**TEXT FOR ANALYSIS**
= Beginning of Section =

According to Reed, the list would push legal operators underground while doing nothing to change the habits of illegal cultivators.
And if the list were publicly available, it could be used as a “shopping list” by rip-off artists, thieves, and, of course, the federal Drug Enforcement Administration (DEA), since the feds still consider cannabis illegal, even for medicinal purposes, regardless of state laws.
“There’s no way anyone on the city or state level can provide us protection from the federal government,” Reed said.
Theories regarding why the S.F. Health Department is suddenly concerned about whether dispensaries comply with state and local law — more than a decade after the City By The Bay passed its Medicinal Cannabis Dispensary Act — include taxes, police, and in industry takeover, reports Roberts at the Weekly.

Reed said he believes the DPH wants a list of all the city’s legal growers so that it can eventually tax them. But the city also wants addresses of grow sites located outside San Francisco.
Some growers believe the DPH is being strong-armed by the S.F. Police Department.
And then there are the conspiracy theorists who say the stricter regulations would make it easier for a few mega-operators to take over the medical marijuana industry.
“I understand DPH’s frustration of being thrust into the middle of this confusing and contradictory system, but there is way too much risk to force full transparency in cultivation,” said Brendan Hallinan, an attorney handling permitting for medical marijuana dispensaries.
“After the federal government specifically told Oakland ‘no way’ on their permitted-cultivation sites, it is ridiculous to ask SF MCDs to go right ahead and do the same thing,” Hallinan said.

= End of Section =

**MATERIAL SHOWN**
= Beginning of Section =

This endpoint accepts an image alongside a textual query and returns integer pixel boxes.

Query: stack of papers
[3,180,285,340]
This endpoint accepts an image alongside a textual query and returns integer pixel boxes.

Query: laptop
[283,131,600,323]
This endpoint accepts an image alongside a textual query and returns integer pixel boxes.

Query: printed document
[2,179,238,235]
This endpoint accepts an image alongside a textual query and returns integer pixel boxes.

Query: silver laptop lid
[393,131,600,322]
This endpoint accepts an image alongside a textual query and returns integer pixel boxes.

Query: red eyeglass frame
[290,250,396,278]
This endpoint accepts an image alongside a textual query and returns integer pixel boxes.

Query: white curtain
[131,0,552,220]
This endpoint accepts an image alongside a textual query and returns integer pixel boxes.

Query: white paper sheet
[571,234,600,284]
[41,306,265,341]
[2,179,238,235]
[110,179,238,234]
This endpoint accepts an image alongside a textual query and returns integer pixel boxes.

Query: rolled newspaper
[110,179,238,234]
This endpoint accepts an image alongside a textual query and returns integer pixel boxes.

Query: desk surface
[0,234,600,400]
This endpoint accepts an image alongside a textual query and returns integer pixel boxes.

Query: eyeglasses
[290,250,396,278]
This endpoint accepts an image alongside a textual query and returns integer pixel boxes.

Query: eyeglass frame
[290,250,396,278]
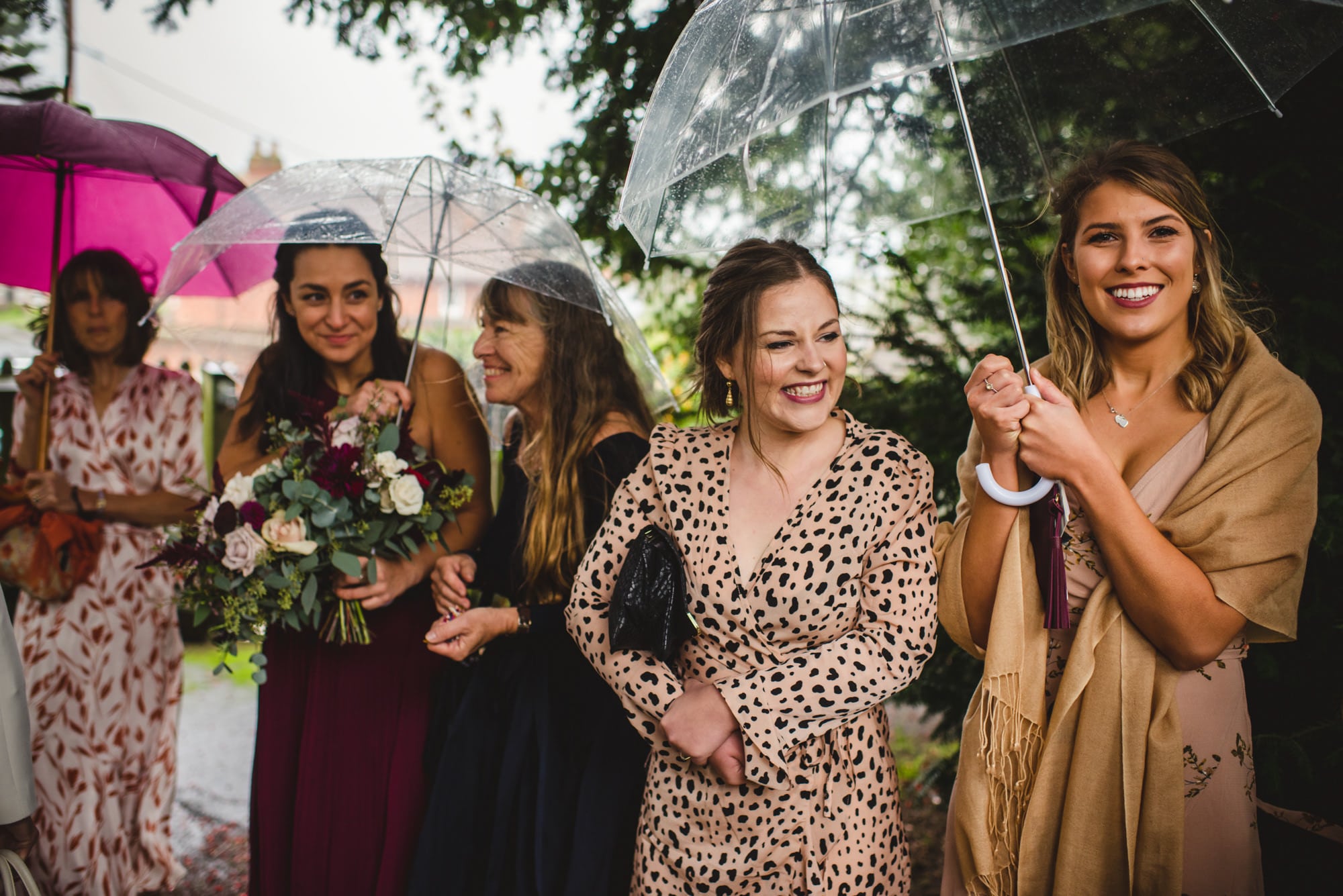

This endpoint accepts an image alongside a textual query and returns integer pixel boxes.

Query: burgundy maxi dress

= End of Section =

**EXERCISE REQUIREMENTS**
Using the text on San Francisco's medical cannabis grower list, decide whether each statement agrees with it, answering yes or no and quoting the deciding words. 1. Reed expects the list to change the habits of illegal cultivators. 2. The city also wants addresses of grow sites located outside San Francisco. 3. Brendan Hallinan is an attorney who handles permitting for medical marijuana dispensaries.

**ANSWER**
1. No: "while doing nothing to change the habits of illegal cultivators"
2. Yes: "But the city also wants addresses of grow sites located outside San Francisco."
3. Yes: "an attorney handling permitting for medical marijuana dispensaries"